_What is required_. Rewrite each of the items below with "single point" changed to "lone dot" wherever it occurs, keeping everything else the same.

_Information supplied_.
**********

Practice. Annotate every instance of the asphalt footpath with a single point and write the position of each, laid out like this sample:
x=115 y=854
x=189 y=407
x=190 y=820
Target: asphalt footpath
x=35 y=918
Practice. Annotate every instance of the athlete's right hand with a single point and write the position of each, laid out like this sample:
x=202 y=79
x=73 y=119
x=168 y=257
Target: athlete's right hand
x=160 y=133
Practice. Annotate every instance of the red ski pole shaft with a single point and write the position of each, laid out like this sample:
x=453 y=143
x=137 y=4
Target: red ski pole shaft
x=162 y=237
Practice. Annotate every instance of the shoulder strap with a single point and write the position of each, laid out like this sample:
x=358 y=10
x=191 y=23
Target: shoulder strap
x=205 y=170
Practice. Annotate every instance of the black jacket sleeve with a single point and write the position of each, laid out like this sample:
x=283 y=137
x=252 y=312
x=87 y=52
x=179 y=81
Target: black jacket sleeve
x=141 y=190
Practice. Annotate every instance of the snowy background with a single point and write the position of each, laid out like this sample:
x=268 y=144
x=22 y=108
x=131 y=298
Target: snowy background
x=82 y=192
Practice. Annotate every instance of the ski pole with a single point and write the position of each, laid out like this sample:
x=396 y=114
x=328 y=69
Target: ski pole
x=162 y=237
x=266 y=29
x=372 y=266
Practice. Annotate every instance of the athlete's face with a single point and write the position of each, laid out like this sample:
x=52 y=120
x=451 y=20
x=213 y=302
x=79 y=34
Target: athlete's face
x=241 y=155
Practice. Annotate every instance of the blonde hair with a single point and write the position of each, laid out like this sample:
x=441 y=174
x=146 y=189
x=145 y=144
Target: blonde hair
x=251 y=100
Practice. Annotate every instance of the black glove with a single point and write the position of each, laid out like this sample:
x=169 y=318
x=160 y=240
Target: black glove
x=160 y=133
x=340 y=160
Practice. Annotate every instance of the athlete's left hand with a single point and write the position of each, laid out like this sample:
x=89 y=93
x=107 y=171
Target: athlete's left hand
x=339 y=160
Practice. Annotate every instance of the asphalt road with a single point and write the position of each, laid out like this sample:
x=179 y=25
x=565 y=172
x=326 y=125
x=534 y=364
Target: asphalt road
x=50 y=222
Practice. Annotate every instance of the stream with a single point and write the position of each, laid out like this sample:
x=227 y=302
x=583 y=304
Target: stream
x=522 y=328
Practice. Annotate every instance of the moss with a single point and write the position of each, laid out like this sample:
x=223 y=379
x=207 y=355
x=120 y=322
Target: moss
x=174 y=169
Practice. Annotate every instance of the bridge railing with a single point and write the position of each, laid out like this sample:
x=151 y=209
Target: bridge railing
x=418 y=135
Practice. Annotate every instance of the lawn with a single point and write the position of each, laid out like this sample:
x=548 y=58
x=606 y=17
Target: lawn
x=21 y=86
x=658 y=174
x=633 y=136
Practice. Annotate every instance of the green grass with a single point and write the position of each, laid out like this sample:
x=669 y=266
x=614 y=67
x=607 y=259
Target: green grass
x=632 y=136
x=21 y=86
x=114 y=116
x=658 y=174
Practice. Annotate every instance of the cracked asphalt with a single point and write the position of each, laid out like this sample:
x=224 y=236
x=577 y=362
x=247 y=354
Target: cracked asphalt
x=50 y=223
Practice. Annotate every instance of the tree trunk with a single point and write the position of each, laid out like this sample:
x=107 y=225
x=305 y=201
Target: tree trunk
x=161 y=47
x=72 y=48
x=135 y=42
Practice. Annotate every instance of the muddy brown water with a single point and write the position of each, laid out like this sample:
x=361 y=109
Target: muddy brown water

**********

_Completed task_.
Practice. Annotate every instance of the asphalt footpath with a lone dot and write the position of each, laid out like this sample:
x=115 y=854
x=189 y=407
x=190 y=820
Target: asphalt footpath
x=35 y=918
Practice. Annotate every instance of the athlete's right hand with a lone dot and write the position of each, laid out like this sample:
x=202 y=79
x=73 y=119
x=168 y=257
Target: athlete's right hand
x=160 y=133
Practice. Annotate every instance of the red ski pole shaft with a lone dot and write the position of each, laid out like this sample:
x=453 y=143
x=137 y=4
Target: red ski pole shaft
x=162 y=237
Practice. Annotate every instance of the shoulder strap with a lone dot and write the position of each, laid out like this sample:
x=358 y=10
x=191 y=23
Target: shoulder strap
x=205 y=170
Practice. Annotate every instance of the black jacket sleeve with a lone dot and write the position of each, laid out like this sample:
x=283 y=137
x=252 y=312
x=87 y=52
x=179 y=81
Target: black jacket sleeve
x=141 y=190
Practice. Annotate every instance of the snowy background with a lone dot and write the position of each, laid out like this sample:
x=268 y=144
x=22 y=108
x=131 y=298
Target: snowy background
x=82 y=192
Practice. Annotate every instance of the ski pole with a lone dot and write the position of each, laid out like this sample:
x=396 y=114
x=328 y=69
Target: ski pole
x=162 y=237
x=266 y=29
x=372 y=266
Practice. Annotate every instance of the athlete's face with a lone dot and write the position of each, laid out like this sample:
x=52 y=120
x=451 y=20
x=213 y=302
x=79 y=34
Target: athlete's face
x=241 y=155
Practice. Annotate every instance of the blonde hair with a lone dot and write the position of each, laid out like this sample:
x=441 y=174
x=146 y=189
x=145 y=144
Target: blonde hair
x=251 y=100
Practice. Annotate every instance of the black glove with a lone dot and write the position of each, laid out like this sample:
x=169 y=318
x=160 y=240
Target: black glove
x=160 y=133
x=340 y=160
Practice. Annotate every instance of the athlete's left hand with a lone dot and write the position of each, laid out like this sample:
x=89 y=93
x=107 y=171
Target: athlete's left hand
x=339 y=160
Practice. Annotate every instance of the asphalt road with a lone dot and write the position of each, laid out like this sample:
x=179 y=25
x=565 y=172
x=326 y=125
x=534 y=364
Target: asphalt road
x=50 y=222
Practice. Annotate every instance of the stream with a lone dot and write the position of each, laid out like this sample:
x=227 y=302
x=583 y=304
Target: stream
x=522 y=328
Practice. Annotate every instance of the moss with a lone dot and write the position of each, laid out like this sample:
x=223 y=379
x=207 y=355
x=120 y=322
Target: moss
x=174 y=169
Practice. Annotate every instance of the bridge railing with a lone dot and write the position of each, laid out like this sample:
x=151 y=209
Target: bridge railing
x=418 y=135
Practice. Annotate every instance of the lawn with a lone dot and write the position of each, laid out like this sample:
x=548 y=58
x=606 y=17
Target: lawn
x=21 y=86
x=658 y=174
x=633 y=136
Practice. Annotate every instance of the green grass with a lone dot and write the position of each, laid out like this sample:
x=669 y=266
x=614 y=67
x=607 y=259
Target: green grass
x=632 y=136
x=21 y=86
x=114 y=116
x=658 y=174
Practice. Annotate every instance of the cracked asphalt with a lone dot and write the position of each, laid out like this sample:
x=224 y=236
x=577 y=362
x=247 y=354
Target: cracked asphalt
x=50 y=223
Practice. Annotate every instance of the tree trunk with a lone dot and write the position of each, laid out like this sample:
x=107 y=225
x=305 y=201
Target: tree trunk
x=161 y=47
x=72 y=48
x=135 y=42
Practice. Annotate every instance of the muddy brown water with a lone dot and write the position of each, laid out like this sample:
x=361 y=109
Target: muddy brown water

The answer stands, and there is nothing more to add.